— Excerpt provided —

----

A research team based at the UGA College of Veterinary Medicine has discovered a novel gene—erm(46)—that confers antibiotic resistance in Rhodococcus equi, a soil-dwelling bacterium which commonly infects foals and causes opportunistic infections in immunocompromised people. The finding was made in collaboration with researchers at the University of Edinburgh, Texas A&M University, and the University of Washington.
Dr. Steeve Giguère, the Marguerite Thomas Hodgson Chair of Equine Studies and a board-certified large animal internal medicine specialist, led the team, which sequenced the genomes of antibiotic-resistant and antibiotic-susceptible R. equi isolates collected from foals in four states. They searched each isolate’s genome for genes with similar sequences to known genes that cause bacterial resistance to the macrolide class of antibiotics in other bacterial species. Through their search, they discovered a new gene, which was named erm(46) by the Nomenclature Center for MLS Genes at the University of Washington.
When the team cloned erm(46) into susceptible R. equi isolates (those that are normally inhibited by antibiotics), they found that erm(46) induced a high level of resistance to macrolide, lincosamide and streptogramin B antibiotics. Moreover, they found that the gene can be transferred from resistant to susceptible isolates of R. equi during bacterial mating. “This process likely contributes to the spread of resistance,” said Giguère.
Their finding is the first molecular characterization of resistance to these three classes of antibiotics in Rhodococcus equi. “Before, we knew we had resistant isolates, but we did not know how resistance occurred and we had no molecular markers to identify and track the resistant bacteria,” said Giguère.

----

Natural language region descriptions
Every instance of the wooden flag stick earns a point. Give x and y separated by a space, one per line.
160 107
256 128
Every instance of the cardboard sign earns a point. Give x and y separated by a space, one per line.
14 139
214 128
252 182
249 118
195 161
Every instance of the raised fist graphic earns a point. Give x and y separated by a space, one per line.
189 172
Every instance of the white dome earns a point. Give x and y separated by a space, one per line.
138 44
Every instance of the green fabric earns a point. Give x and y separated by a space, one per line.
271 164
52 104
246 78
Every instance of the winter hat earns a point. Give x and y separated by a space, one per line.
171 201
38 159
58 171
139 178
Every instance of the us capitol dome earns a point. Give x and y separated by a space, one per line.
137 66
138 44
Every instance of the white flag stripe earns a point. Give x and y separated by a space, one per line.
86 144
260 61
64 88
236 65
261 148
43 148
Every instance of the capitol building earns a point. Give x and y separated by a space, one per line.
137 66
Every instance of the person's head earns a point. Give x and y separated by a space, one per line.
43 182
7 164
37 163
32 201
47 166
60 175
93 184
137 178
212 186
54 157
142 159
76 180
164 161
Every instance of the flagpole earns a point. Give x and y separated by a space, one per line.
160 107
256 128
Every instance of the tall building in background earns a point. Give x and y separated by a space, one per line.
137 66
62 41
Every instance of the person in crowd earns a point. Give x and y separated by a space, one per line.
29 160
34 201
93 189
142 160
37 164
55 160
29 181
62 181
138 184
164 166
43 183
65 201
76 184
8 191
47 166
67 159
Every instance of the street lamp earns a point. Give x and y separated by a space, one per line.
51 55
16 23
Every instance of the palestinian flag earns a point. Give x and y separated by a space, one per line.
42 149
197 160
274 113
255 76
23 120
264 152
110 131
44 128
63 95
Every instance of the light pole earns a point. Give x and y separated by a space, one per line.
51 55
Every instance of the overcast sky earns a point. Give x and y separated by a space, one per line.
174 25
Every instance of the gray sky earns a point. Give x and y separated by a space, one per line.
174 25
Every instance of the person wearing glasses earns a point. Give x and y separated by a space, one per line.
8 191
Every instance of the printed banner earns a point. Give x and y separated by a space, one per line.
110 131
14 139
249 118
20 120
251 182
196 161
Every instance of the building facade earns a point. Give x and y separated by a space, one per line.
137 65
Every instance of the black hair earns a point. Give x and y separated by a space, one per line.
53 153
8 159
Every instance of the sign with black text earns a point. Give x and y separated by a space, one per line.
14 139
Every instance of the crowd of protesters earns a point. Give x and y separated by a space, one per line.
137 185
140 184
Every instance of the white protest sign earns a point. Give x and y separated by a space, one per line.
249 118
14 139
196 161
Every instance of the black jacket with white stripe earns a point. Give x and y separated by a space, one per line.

----

— Task list —
[1] For each statement about the article on the erm(46) gene, answer yes or no and quote the exact words of the article that decide it.
(a) The isolates that were sequenced came from foals in four states.
(b) The new gene was named by researchers at the University of Edinburgh.
(c) Before this work, the researchers already had molecular markers for tracking resistant bacteria.
[2] Answer these questions on the article on the erm(46) gene.
(a) What chair does Dr. Steeve Giguère hold?
(b) To which three classes of antibiotics did erm(46) induce a high level of resistance?
(c) During what process can the gene pass from resistant to susceptible isolates?
[3] Resume the article on the erm(46) gene, picking up after its final sentence.
The listing was taken from a source separate from the article.

— Expected outputs —
[1]
(a) Yes: "collected from foals in four states"
(b) No: "named erm(46) by the Nomenclature Center for MLS Genes at the University of Washington"
(c) No: "we had no molecular markers to identify and track the resistant bacteria"

[2]
(a) The Marguerite Thomas Hodgson Chair of Equine Studies
(b) Macrolide, lincosamide and streptogramin B antibiotics
(c) Bacterial mating

[3]
Rhodococcus equi, a Gram-positive intracellular pathogen, is one of the most important causes of disease in foals between three weeks and five months of age, said Giguère. So far, Giguère and his team have identified antibiotic-resistant R. equi isolates carrying erm(46) in New York, Florida, Texas and Kentucky—where, on one farm producing 100 to 170 foals a year, as many of 40 percent of infected foals were found to carry resistant isolates.
The bacterium is present in soil year-round, but because it typically causes disease only in foals up to five or six months of age, illnesses typically manifest in spring and summer. “It is believed that most foals become infected through inhalation of R. equi within the first few weeks of life, and they start showing clinical signs of pneumonia between three weeks and five or six months of age,” said Giguère.
People may come into contact with Rhodococcus on farms, while gardening, or during other activities that disturb dirt; however, it typically only causes infection in immunocompromised individuals. Not all R. equi causes disease in foals. A piece of DNA located outside the chromosome, called a plasmid, is responsible for making R. equi virulent in foals. Variations on this plasmid can be found in pigs and also cattle.
The spread of drug-resistant Rhodococcus may be a growing problem, said Giguère.
“It’s something that was unheard of 15 years ago, and now we’ve found it in multiple states. We need to conduct a well designed epidemiological study to really know the prevalence of of resistant isolates across the country.”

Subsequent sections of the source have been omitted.